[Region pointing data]
*** Block opens ***

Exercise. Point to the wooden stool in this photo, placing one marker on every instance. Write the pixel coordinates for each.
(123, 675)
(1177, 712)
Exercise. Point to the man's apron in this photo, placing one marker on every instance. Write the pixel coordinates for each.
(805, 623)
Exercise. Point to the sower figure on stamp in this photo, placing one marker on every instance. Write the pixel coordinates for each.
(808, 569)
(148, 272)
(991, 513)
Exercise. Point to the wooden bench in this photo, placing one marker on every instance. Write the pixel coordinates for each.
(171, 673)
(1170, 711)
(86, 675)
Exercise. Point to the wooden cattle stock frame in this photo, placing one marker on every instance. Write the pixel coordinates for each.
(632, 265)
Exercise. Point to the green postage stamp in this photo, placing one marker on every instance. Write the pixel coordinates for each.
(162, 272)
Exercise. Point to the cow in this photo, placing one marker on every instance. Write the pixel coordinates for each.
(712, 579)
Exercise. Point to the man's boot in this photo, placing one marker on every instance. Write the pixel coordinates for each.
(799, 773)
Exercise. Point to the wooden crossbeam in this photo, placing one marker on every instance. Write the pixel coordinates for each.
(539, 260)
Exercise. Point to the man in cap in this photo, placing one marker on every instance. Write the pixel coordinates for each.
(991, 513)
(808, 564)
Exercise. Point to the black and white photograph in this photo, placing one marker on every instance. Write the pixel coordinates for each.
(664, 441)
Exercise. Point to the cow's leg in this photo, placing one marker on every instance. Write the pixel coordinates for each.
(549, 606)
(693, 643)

*** Block closes ***

- **TASK REQUIREMENTS**:
Copy all the records above exactly, missing none.

- **TASK ANSWER**:
Exercise. Point to the wooden stool in this photo, placing one marker on every instance. Write the pixel coordinates for each.
(123, 675)
(1177, 712)
Exercise. Point to the man's apron in this photo, placing one marker on every instance. Write the pixel coordinates for each.
(805, 623)
Exercise. Point to the sower figure on stamp in this photo, placing one marker on every instance. Write the pixel coordinates for each.
(808, 569)
(148, 272)
(991, 513)
Exercise. Point to the wooden bench in this photo, placing one marker on every instance. Write the pixel coordinates for each.
(171, 673)
(1170, 711)
(86, 675)
Exercise. Point to the wooden cattle stock frame in this photo, placing one marker on every instance. Write the pixel coordinates for each.
(632, 265)
Exercise. Point to the green postage stamp in this photo, placing one marker on every instance. Write the pixel coordinates for each.
(162, 272)
Exercise. Point to the cow in this photo, placing one marker on every instance. Write the pixel coordinates for each.
(712, 579)
Exercise. Point to the man's boot in this photo, placing one marker on every instance. Write the pixel coordinates for each.
(799, 773)
Exercise. Point to the wooden crossbeam in this photo, placing one marker on every instance. Write the pixel coordinates for each.
(539, 260)
Exercise. Point to the man in cap in this photo, placing one marker on every instance. Write the pixel coordinates for each.
(991, 513)
(808, 564)
Exercise. Point to the black and white photograph in this photo, placing one marker on every instance. Write the pixel coordinates for each.
(664, 441)
Exercise. Point to the cow's leg in this photo, placing one marker on every instance. Write the pixel coordinates for each.
(549, 606)
(693, 643)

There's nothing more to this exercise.